**** Information supplied

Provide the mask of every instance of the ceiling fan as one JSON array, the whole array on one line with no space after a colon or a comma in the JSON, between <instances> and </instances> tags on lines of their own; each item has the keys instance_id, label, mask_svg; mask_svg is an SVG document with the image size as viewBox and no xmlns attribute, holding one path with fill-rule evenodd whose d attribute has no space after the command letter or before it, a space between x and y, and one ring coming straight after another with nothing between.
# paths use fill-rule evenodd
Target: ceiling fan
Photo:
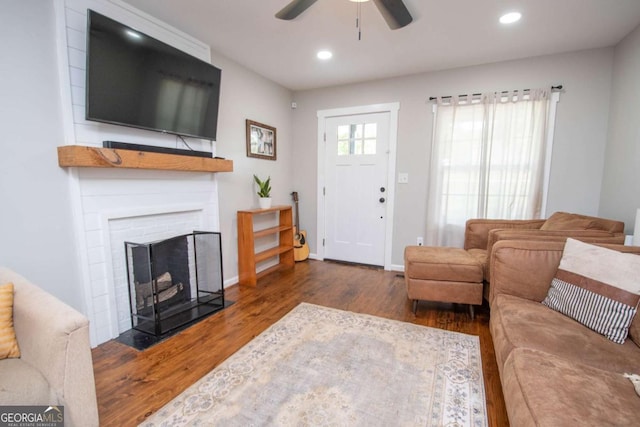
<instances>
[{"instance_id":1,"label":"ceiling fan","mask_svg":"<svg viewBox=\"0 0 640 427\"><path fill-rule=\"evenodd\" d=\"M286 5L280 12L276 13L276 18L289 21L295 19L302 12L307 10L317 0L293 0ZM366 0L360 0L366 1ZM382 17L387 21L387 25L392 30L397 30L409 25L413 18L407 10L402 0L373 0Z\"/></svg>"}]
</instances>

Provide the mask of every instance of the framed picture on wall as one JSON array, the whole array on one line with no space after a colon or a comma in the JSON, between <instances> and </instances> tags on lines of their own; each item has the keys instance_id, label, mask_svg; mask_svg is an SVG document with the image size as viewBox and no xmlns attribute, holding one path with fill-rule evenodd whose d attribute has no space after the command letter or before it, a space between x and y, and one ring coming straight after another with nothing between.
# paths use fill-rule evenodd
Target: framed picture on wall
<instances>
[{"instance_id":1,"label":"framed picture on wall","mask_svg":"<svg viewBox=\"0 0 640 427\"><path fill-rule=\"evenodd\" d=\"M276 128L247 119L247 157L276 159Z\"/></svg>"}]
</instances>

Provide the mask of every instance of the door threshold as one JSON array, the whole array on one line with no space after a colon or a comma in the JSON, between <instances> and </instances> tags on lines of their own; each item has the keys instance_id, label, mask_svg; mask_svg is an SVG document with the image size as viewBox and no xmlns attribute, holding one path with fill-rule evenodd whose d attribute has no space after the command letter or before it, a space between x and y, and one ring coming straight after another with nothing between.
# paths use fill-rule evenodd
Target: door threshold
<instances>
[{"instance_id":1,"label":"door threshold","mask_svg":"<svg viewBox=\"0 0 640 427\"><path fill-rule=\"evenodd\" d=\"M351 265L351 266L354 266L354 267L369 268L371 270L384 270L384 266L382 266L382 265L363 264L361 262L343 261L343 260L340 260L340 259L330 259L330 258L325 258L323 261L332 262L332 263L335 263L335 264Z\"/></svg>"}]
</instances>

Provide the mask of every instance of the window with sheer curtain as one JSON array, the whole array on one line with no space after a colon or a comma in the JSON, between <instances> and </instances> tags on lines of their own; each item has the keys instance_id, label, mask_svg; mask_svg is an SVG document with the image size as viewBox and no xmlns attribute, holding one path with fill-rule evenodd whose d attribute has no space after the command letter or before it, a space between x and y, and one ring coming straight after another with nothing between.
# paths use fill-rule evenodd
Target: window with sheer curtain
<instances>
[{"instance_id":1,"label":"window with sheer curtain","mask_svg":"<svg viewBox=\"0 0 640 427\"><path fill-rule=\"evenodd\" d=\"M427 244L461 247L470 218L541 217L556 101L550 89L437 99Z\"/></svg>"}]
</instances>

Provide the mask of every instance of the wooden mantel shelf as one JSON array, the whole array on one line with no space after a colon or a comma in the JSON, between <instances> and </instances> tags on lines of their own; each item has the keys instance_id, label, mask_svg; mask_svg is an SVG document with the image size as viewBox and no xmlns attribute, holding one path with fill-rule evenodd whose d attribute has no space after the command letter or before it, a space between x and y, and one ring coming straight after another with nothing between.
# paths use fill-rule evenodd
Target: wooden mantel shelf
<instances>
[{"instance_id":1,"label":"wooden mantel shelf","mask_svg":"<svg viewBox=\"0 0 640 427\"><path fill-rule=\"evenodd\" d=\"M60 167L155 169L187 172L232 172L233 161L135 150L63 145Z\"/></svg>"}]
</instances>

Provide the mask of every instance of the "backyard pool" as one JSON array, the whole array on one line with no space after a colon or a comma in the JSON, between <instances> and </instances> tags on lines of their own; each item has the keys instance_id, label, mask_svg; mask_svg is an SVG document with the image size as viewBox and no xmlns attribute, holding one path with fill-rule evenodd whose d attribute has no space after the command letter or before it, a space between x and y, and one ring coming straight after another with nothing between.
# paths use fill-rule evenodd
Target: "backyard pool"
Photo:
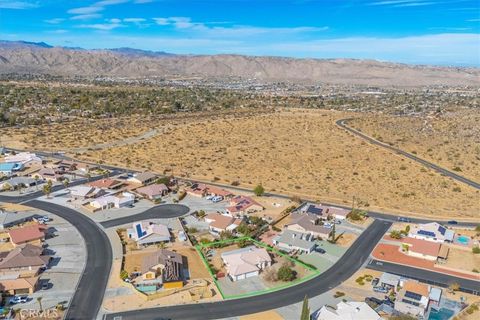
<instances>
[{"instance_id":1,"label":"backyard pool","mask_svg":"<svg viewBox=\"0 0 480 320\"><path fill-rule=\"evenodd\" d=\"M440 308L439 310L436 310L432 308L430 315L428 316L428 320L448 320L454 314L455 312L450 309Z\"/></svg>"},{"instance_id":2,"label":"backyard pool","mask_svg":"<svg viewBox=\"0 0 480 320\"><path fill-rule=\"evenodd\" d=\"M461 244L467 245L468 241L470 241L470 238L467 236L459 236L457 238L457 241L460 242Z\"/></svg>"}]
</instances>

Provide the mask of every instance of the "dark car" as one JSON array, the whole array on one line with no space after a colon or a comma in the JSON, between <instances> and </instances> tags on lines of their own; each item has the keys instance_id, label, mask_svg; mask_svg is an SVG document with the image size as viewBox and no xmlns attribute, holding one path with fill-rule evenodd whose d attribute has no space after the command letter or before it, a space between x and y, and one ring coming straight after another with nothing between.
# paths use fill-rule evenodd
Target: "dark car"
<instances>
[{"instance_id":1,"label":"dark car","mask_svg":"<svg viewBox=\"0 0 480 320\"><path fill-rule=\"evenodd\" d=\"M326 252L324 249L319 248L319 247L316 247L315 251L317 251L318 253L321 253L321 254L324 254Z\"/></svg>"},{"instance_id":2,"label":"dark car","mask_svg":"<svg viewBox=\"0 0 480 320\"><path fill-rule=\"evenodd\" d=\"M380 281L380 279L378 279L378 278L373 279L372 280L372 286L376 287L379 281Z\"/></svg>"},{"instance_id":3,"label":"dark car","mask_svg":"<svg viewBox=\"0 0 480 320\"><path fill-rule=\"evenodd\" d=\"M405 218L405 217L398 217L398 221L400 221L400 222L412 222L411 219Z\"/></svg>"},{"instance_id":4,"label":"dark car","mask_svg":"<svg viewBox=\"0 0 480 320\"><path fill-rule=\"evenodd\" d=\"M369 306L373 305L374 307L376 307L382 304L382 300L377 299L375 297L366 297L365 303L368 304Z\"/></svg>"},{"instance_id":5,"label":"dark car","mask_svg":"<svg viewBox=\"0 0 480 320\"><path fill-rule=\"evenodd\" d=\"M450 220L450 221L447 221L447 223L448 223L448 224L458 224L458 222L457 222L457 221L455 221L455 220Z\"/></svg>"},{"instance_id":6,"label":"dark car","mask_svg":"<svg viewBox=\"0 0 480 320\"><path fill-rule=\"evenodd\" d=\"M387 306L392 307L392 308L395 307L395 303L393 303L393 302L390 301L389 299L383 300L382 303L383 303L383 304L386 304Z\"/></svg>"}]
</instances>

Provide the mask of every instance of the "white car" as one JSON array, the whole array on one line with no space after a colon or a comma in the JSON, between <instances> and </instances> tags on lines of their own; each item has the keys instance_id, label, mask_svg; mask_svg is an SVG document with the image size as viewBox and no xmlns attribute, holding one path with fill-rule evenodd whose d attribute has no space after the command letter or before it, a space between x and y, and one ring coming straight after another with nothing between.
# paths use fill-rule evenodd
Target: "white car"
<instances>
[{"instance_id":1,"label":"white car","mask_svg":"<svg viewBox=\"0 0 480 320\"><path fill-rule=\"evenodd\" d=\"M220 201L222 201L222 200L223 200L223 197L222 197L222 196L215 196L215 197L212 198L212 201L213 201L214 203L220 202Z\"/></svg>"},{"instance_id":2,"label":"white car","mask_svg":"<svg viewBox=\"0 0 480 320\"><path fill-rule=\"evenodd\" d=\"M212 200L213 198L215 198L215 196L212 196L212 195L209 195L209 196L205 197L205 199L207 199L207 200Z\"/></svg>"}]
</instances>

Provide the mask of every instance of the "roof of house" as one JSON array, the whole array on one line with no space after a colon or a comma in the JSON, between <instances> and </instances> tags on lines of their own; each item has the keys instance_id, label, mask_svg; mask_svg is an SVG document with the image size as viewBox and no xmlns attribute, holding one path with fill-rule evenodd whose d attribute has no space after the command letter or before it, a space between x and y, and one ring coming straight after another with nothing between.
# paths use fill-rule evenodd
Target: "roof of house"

********

> What you need to do
Out of the records, collect only those lines that contain the string "roof".

> Solution for this problem
Provide the mask of every instance of the "roof of house" as one JSON array, the whole array on one line with no space after a colon or a comma in the JSON, between <instances> and </instances> tags on lines of their own; each item has the keys instance_id, label, mask_svg; mask_svg is an SVG document with the image size as viewBox and no xmlns attribute, holding one path with fill-rule evenodd whose d attribute has no space after the command letter or before it, a space between x and y, and one ring coming straight after another with nothing between.
Target: "roof of house"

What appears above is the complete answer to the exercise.